■ DOSTARCZONY MATERIAŁ
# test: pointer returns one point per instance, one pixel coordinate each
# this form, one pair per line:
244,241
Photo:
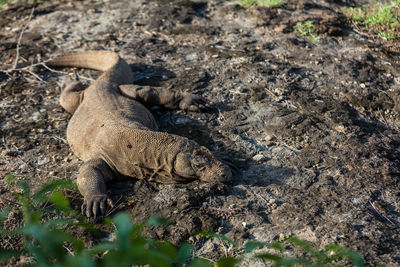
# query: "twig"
20,37
11,201
223,245
380,214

■ DO ZROBIENIA
Proszę przepisać rekordy, zmieniając nazwę „twig” na „branch” i nie ruszając niczego innego. Obrazy pomiń w odpowiedzi.

■ GOTOWE ZADANIE
# test: pointer returns one point per instance, one pixel coordinate each
# this form, one pair per line:
244,241
Photo:
# query: "branch"
20,37
11,201
223,245
380,214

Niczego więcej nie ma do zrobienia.